# [What is required]
Among the entries below, copy every line that carries the word "tail".

======

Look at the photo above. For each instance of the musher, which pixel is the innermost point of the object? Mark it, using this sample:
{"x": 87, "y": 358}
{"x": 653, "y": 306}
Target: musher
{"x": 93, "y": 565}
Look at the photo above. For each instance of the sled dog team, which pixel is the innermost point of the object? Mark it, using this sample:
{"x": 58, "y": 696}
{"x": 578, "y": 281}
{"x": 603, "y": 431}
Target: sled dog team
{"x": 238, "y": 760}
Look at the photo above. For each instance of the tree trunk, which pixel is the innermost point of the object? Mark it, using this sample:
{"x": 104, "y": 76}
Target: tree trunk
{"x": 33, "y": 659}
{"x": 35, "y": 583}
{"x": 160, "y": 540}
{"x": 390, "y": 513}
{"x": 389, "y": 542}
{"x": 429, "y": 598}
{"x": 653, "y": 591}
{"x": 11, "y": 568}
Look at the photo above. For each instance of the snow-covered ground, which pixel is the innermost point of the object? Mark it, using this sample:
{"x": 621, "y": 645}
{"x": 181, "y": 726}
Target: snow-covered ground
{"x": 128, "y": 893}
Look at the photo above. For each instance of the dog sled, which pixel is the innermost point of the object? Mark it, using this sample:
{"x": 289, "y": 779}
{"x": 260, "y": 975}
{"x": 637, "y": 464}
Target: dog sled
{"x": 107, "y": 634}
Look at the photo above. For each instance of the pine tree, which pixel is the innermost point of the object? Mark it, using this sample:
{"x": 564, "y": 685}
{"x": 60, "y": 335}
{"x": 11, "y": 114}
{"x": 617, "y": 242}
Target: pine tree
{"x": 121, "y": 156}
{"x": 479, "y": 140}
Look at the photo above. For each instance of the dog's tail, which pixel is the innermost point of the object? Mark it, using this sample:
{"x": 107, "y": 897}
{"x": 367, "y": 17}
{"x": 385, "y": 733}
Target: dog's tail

======

# [Reply to the task]
Look at the photo above. For each instance of the dog's tail, which pixel is the innermost point of the object? Mark it, using this sample:
Target: dog's tail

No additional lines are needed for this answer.